#### The task
Below are the records; reproduce all of them exactly but without any images.

#### Extracted data
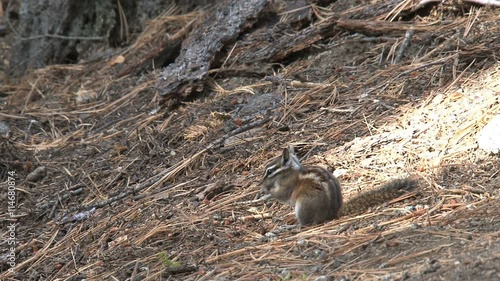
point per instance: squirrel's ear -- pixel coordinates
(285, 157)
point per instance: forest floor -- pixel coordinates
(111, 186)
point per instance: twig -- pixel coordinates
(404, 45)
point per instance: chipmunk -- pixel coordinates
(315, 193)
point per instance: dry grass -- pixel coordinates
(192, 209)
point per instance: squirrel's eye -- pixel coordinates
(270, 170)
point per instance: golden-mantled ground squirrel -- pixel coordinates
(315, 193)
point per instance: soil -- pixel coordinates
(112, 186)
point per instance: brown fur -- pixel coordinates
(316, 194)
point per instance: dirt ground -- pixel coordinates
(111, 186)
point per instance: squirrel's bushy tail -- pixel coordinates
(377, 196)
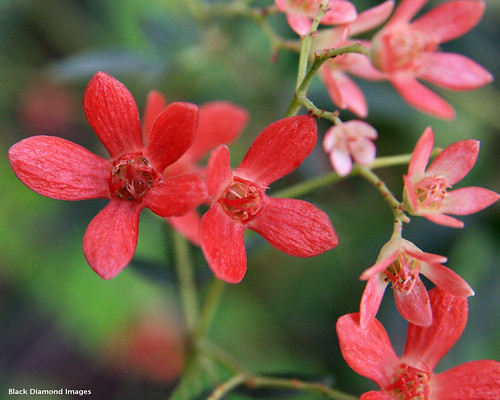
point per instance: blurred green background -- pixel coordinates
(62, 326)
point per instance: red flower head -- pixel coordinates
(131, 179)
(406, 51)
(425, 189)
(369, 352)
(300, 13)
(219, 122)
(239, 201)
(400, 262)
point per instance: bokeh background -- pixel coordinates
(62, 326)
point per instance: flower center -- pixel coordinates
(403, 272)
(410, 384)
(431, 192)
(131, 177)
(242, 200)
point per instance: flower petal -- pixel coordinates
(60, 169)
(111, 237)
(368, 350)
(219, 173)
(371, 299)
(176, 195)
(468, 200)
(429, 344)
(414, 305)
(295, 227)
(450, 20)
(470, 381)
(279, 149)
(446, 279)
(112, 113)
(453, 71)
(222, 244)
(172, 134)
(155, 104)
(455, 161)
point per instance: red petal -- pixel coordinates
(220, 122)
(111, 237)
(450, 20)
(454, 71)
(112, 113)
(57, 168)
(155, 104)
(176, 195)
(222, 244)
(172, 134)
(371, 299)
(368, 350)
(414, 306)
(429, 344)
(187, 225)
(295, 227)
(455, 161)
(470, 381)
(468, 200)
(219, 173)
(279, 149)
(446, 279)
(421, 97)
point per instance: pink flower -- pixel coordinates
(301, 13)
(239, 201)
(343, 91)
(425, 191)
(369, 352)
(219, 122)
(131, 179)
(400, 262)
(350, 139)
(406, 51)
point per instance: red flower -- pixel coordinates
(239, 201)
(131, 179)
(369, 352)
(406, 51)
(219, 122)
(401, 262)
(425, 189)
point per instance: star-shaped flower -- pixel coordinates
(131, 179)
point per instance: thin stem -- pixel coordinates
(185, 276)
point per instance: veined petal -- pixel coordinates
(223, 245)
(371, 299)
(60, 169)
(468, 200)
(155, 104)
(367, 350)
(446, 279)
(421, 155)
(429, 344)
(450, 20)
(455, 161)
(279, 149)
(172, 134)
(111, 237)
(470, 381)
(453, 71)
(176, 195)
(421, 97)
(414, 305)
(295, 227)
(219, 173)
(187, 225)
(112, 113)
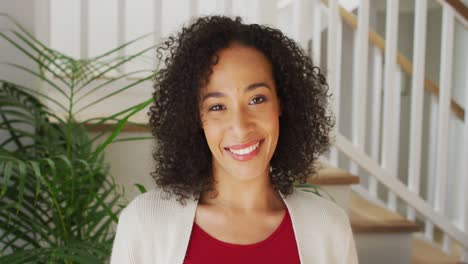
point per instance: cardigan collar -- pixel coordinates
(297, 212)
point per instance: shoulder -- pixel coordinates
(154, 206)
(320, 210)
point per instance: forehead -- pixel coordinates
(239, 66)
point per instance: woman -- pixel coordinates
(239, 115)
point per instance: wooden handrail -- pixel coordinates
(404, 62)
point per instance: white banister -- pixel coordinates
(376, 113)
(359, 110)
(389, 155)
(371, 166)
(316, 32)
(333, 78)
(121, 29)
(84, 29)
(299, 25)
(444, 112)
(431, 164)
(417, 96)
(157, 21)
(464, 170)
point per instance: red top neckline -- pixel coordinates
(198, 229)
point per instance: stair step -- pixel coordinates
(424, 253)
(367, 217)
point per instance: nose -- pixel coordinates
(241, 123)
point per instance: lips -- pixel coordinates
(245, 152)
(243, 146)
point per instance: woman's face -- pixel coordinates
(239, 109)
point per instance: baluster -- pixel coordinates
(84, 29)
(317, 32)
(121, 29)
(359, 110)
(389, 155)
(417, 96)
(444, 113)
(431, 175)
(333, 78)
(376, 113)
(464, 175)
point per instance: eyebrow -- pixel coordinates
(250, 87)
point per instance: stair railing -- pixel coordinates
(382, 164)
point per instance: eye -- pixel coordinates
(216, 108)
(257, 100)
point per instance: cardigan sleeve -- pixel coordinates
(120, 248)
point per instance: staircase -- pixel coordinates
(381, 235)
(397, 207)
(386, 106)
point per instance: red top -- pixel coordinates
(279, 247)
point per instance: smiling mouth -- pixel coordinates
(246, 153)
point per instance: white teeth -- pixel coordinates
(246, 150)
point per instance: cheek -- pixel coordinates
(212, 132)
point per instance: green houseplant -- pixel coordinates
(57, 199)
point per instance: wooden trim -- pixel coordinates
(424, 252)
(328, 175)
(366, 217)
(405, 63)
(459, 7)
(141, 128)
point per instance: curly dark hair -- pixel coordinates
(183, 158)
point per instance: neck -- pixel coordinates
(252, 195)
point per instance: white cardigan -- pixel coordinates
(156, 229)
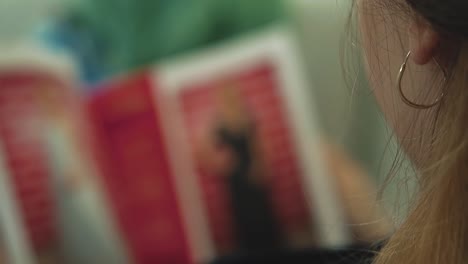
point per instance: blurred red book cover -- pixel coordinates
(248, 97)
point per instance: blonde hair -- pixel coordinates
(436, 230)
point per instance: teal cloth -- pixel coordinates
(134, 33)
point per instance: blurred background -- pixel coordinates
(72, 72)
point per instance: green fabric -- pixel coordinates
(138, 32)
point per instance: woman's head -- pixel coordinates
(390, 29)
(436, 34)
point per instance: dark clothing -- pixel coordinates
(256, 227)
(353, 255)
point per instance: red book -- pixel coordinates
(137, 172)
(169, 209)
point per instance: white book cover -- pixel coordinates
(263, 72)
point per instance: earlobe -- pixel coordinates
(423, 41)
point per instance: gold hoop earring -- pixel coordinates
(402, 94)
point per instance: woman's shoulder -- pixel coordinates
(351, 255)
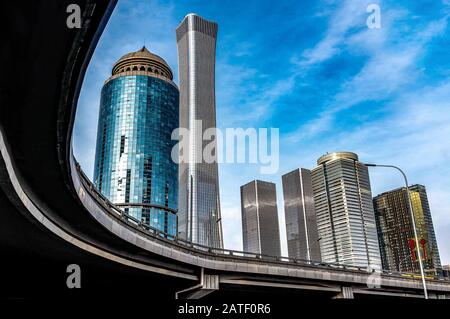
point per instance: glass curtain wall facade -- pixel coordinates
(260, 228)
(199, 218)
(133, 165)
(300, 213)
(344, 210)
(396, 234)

#### Your response
point per instance: squirrel's ear -- pixel coordinates
(285, 157)
point per instance: forest floor -- pixel coordinates
(111, 186)
point per instance: twig -- pixel coordinates
(404, 45)
point per instance: chipmunk -- pixel coordinates
(315, 193)
point per instance: dry grass -- pixel coordinates
(192, 209)
point per instance: squirrel's eye -- pixel coordinates
(270, 170)
point per instance: golden-mantled ground squirrel -- pixel coordinates
(315, 193)
point per instance: soil -- pixel coordinates
(112, 186)
point per instance: brown fur -- pixel coordinates
(316, 194)
point per instance: dirt ground -- pixel coordinates
(111, 186)
point per instance: squirrel's bushy tail -- pixel coordinates
(377, 196)
point per instance: blurred green background -- pixel coordinates
(62, 326)
point per instance: red flower head -- pixel coordinates
(131, 179)
(406, 51)
(425, 189)
(369, 352)
(300, 13)
(219, 122)
(239, 201)
(400, 262)
point per instance: bokeh background -- pixel coordinates
(62, 326)
point per instance: flower center -- pixel coordinates
(403, 272)
(410, 384)
(431, 192)
(131, 177)
(242, 200)
point per instance: flower petal -- pixel coordinates
(60, 169)
(111, 237)
(368, 350)
(219, 173)
(371, 299)
(176, 195)
(468, 200)
(429, 344)
(414, 305)
(295, 227)
(450, 20)
(470, 381)
(279, 149)
(446, 279)
(112, 113)
(453, 71)
(222, 244)
(172, 134)
(155, 104)
(455, 161)
point per instance: red petal -- pixel coordinates
(220, 122)
(111, 237)
(450, 20)
(454, 71)
(112, 113)
(57, 168)
(155, 104)
(176, 195)
(222, 244)
(172, 134)
(371, 299)
(368, 350)
(414, 306)
(429, 344)
(187, 225)
(295, 227)
(455, 161)
(470, 381)
(468, 200)
(219, 173)
(279, 149)
(446, 279)
(421, 97)
point per instance: pink flower -- pixel coordinates
(301, 13)
(239, 201)
(343, 91)
(425, 191)
(369, 352)
(219, 122)
(131, 179)
(400, 262)
(350, 139)
(406, 51)
point per instance: red flower -- pixel coordinates
(239, 201)
(131, 179)
(369, 352)
(406, 51)
(219, 122)
(401, 262)
(425, 189)
point per instance: star-shaped flower -- pixel coordinates
(131, 179)
point per instance: thin stem -- pixel coordinates
(185, 276)
point per instance: veined petal -- pixel coordinates
(223, 245)
(371, 299)
(60, 169)
(468, 200)
(155, 104)
(367, 350)
(446, 279)
(421, 155)
(429, 344)
(450, 20)
(455, 161)
(279, 149)
(172, 134)
(111, 237)
(470, 381)
(453, 71)
(176, 195)
(421, 97)
(414, 305)
(295, 227)
(219, 173)
(187, 225)
(112, 113)
point per instance: cardigan collar -- pixel coordinates
(297, 212)
point per instance: shoulder -- pixel coordinates
(154, 206)
(320, 210)
point per instance: forehead -- pixel coordinates
(239, 66)
point per instance: woman -- pixel coordinates
(239, 115)
point per instance: wooden handrail -- pixel coordinates
(404, 62)
point per instance: white banister -- pixel coordinates
(376, 113)
(359, 110)
(389, 155)
(371, 166)
(316, 32)
(333, 78)
(121, 29)
(84, 29)
(299, 25)
(444, 112)
(431, 164)
(417, 96)
(157, 21)
(464, 170)
point per instance: red top neckline -- pixel coordinates
(198, 229)
point per instance: stair step -- pixel coordinates
(424, 253)
(367, 217)
point per instance: nose -- pixel coordinates
(241, 123)
point per instance: lips -- pixel coordinates
(245, 152)
(243, 146)
point per instance: woman's face -- pixel coordinates
(239, 109)
point per instance: baluster -- pixel coordinates
(84, 29)
(317, 32)
(121, 29)
(359, 110)
(389, 155)
(417, 96)
(444, 113)
(431, 175)
(333, 78)
(376, 113)
(464, 175)
point per instance: eyebrow -- pixel coordinates
(250, 87)
point per instance: stair railing -- pixel coordinates
(382, 164)
point per instance: eye -- pixel coordinates
(216, 108)
(257, 100)
point per instance: cardigan sleeve -- pixel coordinates
(120, 248)
point per instance: staircase -- pixel coordinates
(381, 235)
(397, 207)
(386, 106)
point per instance: red top -- pixel coordinates
(279, 247)
point per instance: smiling mouth -- pixel coordinates
(246, 153)
point per instance: white teeth -- pixel coordinates
(246, 150)
point per instance: cheek -- pixel coordinates
(212, 132)
point per instance: green houseplant -- pixel coordinates
(57, 199)
point per instance: wooden trim -- pixel coordinates
(424, 252)
(328, 175)
(366, 217)
(405, 63)
(459, 7)
(141, 128)
point per instance: curly dark hair -- pixel coordinates
(183, 158)
point per instance: neck -- pixel coordinates
(252, 195)
point per instance: white cardigan -- pixel coordinates
(156, 229)
point per instance: blurred red book cover -- pixel coordinates
(248, 97)
point per instance: blonde hair -- pixel coordinates
(436, 230)
point per instance: teal cloth -- pixel coordinates
(134, 33)
point per instance: blurred background -- pixel coordinates
(72, 72)
point per instance: green fabric -- pixel coordinates
(138, 32)
point per instance: woman's head -- pixel coordinates
(390, 29)
(436, 34)
point per instance: dark clothing -- pixel coordinates
(256, 227)
(353, 255)
point per instance: red book -- pixel coordinates
(137, 172)
(169, 209)
point per instance: white book cover -- pixel coordinates
(263, 72)
point per instance: earlobe -- pixel coordinates
(423, 41)
point per instance: gold hoop earring -- pixel coordinates
(402, 94)
point per instance: woman's shoulder -- pixel coordinates
(351, 255)
point per instance: glass curtain wall facade -- pixel coordinates
(260, 228)
(199, 218)
(133, 165)
(300, 213)
(344, 210)
(396, 234)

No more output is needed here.